▸ **Task set**:
**a.** Translate this sentence from the tutorial on plotting data distributions into Spanish: "We see that the order is still the right order and not alphabetical, and the split is more balanced in the number of records."
**b.** Pick up the tutorial on plotting data distributions at the point where it stops and keep writing it.

▸ **Excerpt provided**:
______

We see that the order is still the right order and not alphabetical, and the split is more balanced in the number of records.

Boxplot for each bin

Now we can take every group of records and calculate and plot their box-plot showing the mean and the different quantiles of the different groups.

(
    bike_share_data
    [['Rented Bike Count','Temperature Range']]
    .boxplot(by='Temperature Range')
);
../_images/02.08_group_values_17_0.png

What is wrong with Historgram

As much as historgrams are popular and simple to plot, they have many limitation:

  • It depends (too much) on the number of bins.

  • It depends (too much) on variable’s maximum and minimum.

  • It doesn’t allow to detect relevant values.

  • It doesn’t allow to discern continuous from discrete variables.

  • It makes it hard to compare distributions.

We will use a couple of other plot option to see the data distributions more accurately.

Kernel Density Estimator (KDE)

This method is calculating and plotting the estimation of the data distribution, and it is part of the Pandas built-in functions:

(
    bike_share_data
    ['Rented Bike Count']
    .plot
    .kde(
        title='Rented Bike Count',
        grid=True
    )
);
../_images/02.08_group_values_20_0.png
(
    bike_share_data
    ['Temperature(°C)']
    .plot
    .kde(
        title='Temperature(°C)', 
        grid=True
    )
);
../_images/02.08_group_values_21_0.png

Cumulative Distribution Function (CDF)

The second option is using counts of the different percentiles of the data and using a cumulative plot makes it easy to find the value of each percentile and calculate the percentage of data points between every given percentiles.

%pip install statsmodels
Requirement already satisfied: statsmodels in /opt/hostedtoolcache/Python/3.7.13/x64/lib/python3.7/site-packages (0.13.2)
Requirement already satisfied: pandas>=0.25 in /opt/hostedtoolcache/Python/3.7.13/x64/lib/python3.7/site-packages (from statsmodels) (1.3.5)

______

▸ **Excerpted records**:

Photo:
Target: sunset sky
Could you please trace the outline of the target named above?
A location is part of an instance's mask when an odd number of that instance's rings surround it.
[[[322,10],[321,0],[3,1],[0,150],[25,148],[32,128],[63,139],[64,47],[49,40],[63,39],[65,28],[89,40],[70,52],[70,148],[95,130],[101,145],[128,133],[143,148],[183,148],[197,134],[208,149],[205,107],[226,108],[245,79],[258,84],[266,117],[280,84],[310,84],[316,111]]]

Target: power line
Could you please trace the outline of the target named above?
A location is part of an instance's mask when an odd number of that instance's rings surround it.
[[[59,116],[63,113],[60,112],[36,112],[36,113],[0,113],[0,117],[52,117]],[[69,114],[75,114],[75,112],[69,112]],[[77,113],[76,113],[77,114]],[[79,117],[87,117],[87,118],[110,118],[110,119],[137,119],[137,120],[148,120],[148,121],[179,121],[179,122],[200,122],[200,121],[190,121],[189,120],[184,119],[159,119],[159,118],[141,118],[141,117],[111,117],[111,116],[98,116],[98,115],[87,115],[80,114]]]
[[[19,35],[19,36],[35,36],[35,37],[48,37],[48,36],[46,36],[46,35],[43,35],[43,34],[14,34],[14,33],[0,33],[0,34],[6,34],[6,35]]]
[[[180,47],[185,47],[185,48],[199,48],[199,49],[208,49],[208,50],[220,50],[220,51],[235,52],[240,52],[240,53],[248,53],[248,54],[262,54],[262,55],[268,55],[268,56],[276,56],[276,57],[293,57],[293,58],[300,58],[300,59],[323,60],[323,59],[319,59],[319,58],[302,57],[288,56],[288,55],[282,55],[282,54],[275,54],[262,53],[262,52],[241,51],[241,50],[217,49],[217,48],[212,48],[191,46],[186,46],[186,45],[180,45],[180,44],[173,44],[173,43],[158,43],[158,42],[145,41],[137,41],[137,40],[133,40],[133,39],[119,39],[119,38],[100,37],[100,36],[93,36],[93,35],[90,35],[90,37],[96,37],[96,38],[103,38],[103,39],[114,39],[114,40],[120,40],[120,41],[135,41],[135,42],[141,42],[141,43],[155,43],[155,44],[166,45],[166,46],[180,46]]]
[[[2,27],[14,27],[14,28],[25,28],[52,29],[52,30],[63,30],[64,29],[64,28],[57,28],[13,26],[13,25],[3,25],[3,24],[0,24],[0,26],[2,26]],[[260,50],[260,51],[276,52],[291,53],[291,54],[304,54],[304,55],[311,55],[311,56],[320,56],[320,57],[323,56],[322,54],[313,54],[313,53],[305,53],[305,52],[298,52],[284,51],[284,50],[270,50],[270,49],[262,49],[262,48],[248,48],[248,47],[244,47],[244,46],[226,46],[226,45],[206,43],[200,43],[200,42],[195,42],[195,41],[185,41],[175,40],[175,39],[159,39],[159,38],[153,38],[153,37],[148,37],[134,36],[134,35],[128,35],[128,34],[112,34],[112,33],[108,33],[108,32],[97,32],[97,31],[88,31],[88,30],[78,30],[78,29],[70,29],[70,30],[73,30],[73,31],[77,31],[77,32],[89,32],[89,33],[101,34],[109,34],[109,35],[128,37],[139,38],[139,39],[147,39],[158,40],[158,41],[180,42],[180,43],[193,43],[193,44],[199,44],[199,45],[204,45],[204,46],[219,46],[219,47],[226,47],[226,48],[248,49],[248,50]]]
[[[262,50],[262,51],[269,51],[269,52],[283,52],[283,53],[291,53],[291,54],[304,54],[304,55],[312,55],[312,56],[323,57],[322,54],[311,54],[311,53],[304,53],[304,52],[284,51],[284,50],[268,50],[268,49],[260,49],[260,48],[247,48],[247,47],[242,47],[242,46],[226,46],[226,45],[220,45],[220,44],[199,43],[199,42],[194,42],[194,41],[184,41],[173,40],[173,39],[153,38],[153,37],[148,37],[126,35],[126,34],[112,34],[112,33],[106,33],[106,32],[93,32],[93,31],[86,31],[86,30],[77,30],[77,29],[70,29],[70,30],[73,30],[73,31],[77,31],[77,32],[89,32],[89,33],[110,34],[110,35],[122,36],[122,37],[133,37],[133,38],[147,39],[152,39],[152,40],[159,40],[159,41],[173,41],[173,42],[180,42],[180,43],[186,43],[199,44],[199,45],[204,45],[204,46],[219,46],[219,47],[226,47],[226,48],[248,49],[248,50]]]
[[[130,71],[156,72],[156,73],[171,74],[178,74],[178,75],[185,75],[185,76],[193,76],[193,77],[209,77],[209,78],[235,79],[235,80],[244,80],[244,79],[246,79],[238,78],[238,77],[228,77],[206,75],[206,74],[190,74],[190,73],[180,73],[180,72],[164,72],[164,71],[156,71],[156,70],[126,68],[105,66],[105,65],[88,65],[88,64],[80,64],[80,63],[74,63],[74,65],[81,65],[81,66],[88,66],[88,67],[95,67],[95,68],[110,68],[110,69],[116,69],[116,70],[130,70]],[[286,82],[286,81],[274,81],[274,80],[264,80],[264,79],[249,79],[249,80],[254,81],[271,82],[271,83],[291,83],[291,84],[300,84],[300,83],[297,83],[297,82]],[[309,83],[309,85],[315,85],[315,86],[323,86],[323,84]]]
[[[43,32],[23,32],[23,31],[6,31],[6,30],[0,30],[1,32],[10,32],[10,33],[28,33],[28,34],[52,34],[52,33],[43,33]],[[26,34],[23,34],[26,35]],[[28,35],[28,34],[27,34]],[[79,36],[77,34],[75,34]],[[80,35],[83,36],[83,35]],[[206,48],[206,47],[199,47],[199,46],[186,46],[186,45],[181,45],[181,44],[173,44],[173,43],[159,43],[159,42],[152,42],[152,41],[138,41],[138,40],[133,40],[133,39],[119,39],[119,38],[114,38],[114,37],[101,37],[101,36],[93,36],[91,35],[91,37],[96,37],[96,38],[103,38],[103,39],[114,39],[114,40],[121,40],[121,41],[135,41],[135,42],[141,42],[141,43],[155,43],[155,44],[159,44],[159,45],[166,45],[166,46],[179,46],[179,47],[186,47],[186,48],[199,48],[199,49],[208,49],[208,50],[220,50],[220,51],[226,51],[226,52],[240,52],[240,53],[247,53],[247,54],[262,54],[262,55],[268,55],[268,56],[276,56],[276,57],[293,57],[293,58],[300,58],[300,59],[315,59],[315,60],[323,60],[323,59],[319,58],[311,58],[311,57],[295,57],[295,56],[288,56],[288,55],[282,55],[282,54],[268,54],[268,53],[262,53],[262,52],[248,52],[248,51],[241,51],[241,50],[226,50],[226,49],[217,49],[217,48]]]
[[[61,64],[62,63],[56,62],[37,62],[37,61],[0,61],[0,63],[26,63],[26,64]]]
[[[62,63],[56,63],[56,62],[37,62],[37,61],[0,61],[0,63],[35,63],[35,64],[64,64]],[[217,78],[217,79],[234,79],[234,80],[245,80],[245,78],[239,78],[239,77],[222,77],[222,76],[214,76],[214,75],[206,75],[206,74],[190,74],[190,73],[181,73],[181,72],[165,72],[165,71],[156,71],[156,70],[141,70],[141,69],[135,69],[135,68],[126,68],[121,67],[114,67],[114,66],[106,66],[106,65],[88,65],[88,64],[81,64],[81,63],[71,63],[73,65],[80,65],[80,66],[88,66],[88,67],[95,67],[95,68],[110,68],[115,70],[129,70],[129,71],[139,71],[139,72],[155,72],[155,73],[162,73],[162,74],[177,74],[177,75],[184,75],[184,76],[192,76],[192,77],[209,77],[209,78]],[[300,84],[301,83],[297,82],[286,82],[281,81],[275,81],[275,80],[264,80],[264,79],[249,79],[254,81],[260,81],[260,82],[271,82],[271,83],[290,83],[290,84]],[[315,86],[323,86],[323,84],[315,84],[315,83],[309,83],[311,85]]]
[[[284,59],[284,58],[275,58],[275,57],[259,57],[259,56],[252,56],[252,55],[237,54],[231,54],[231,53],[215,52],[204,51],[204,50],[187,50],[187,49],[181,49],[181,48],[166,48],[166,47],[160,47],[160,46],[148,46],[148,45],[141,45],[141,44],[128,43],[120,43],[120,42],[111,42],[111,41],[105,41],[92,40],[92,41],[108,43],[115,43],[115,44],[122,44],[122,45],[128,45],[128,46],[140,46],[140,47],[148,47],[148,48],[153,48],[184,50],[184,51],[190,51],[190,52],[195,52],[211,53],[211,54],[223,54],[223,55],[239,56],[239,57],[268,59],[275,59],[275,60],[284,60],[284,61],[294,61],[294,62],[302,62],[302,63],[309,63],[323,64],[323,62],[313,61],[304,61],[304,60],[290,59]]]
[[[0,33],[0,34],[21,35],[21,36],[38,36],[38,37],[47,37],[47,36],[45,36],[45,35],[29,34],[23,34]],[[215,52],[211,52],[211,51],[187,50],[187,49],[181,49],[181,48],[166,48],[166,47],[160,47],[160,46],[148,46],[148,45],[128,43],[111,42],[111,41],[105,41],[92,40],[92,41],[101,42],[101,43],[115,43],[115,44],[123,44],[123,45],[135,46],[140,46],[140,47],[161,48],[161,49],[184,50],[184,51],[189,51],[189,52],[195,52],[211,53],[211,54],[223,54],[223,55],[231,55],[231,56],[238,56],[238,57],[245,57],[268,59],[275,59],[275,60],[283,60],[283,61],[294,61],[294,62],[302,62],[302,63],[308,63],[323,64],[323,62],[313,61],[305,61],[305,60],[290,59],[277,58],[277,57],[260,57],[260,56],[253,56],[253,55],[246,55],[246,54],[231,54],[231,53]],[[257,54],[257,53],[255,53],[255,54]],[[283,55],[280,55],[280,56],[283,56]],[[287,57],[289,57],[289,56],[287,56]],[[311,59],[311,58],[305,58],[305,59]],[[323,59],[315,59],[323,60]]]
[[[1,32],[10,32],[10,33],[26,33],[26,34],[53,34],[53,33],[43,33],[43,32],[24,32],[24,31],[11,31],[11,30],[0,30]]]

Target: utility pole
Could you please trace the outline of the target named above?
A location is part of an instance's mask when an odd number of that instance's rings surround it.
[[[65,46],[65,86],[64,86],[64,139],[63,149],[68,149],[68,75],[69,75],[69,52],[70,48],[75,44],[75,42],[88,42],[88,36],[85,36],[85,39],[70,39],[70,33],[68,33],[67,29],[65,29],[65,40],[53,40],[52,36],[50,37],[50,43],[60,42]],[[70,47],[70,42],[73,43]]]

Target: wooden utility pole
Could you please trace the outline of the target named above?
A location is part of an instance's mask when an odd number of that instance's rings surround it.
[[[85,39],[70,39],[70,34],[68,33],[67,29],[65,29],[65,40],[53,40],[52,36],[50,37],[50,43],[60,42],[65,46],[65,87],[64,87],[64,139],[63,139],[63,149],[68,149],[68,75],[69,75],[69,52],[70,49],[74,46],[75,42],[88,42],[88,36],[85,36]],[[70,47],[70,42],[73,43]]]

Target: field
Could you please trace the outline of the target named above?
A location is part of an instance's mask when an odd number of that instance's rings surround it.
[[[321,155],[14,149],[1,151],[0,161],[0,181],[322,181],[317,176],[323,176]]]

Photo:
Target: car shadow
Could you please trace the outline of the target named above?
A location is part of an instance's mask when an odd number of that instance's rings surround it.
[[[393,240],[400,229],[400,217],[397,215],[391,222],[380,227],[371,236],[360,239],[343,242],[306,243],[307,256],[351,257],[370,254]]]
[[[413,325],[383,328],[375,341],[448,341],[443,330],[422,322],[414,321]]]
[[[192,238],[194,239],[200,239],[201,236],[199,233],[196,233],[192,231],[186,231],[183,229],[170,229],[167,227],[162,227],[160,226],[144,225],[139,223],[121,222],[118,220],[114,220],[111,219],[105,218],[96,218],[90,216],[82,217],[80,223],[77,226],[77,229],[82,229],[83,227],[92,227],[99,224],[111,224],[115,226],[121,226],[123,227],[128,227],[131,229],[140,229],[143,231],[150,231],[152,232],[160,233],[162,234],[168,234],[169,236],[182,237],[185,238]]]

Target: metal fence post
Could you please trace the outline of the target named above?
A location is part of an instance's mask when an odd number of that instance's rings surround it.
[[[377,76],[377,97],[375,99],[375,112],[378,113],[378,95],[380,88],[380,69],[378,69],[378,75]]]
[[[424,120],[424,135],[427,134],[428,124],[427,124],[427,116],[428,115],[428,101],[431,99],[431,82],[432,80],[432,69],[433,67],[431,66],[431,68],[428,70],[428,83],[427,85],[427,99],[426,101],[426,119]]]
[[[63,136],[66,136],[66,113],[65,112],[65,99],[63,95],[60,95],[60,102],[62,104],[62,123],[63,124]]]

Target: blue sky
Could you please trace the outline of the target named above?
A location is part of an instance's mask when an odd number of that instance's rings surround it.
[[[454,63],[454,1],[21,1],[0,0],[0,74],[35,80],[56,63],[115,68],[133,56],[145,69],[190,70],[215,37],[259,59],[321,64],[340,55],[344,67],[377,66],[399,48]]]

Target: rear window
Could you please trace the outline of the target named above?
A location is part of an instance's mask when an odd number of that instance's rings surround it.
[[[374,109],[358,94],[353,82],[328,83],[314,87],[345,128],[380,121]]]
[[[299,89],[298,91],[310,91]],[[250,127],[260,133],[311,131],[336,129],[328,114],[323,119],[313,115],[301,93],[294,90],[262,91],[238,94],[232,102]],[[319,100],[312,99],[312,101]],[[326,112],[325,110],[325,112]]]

______

▸ **Answer list**:
**a.** Vemos que el orden sigue siendo el correcto y no alfabético, y la división está más equilibrada en cuanto al número de registros.

**b.**
Requirement already satisfied: packaging>=21.3 in /opt/hostedtoolcache/Python/3.7.13/x64/lib/python3.7/site-packages (from statsmodels) (21.3)
Requirement already satisfied: patsy>=0.5.2 in /opt/hostedtoolcache/Python/3.7.13/x64/lib/python3.7/site-packages (from statsmodels) (0.5.2)
Requirement already satisfied: scipy>=1.3 in /opt/hostedtoolcache/Python/3.7.13/x64/lib/python3.7/site-packages (from statsmodels) (1.7.3)
Requirement already satisfied: numpy>=1.17 in /opt/hostedtoolcache/Python/3.7.13/x64/lib/python3.7/site-packages (from statsmodels) (1.21.6)
Requirement already satisfied: pyparsing!=3.0.5,>=2.0.2 in /opt/hostedtoolcache/Python/3.7.13/x64/lib/python3.7/site-packages (from packaging>=21.3->statsmodels) (3.0.9)
Requirement already satisfied: python-dateutil>=2.7.3 in /opt/hostedtoolcache/Python/3.7.13/x64/lib/python3.7/site-packages (from pandas>=0.25->statsmodels) (2.8.2)
Requirement already satisfied: pytz>=2017.3 in /opt/hostedtoolcache/Python/3.7.13/x64/lib/python3.7/site-packages (from pandas>=0.25->statsmodels) (2022.1)
Requirement already satisfied: six in /opt/hostedtoolcache/Python/3.7.13/x64/lib/python3.7/site-packages (from patsy>=0.5.2->statsmodels) (1.16.0)
WARNING: There was an error checking the latest version of pip.

Note: you may need to restart the kernel to use updated packages.
from statsmodels.distributions.empirical_distribution import ECDF
import matplotlib.pyplot as plt
ecdf = ECDF(bike_share_data['Temperature(°C)'])
plt.plot(ecdf.x, ecdf.y)
plt.grid(True)
plt.title('Temperature(°C)'); 
../_images/02.08_group_values_25_0.png
ecdf = ECDF(bike_share_data['Rented Bike Count'])
plt.plot(ecdf.x, ecdf.y)
plt.grid(True)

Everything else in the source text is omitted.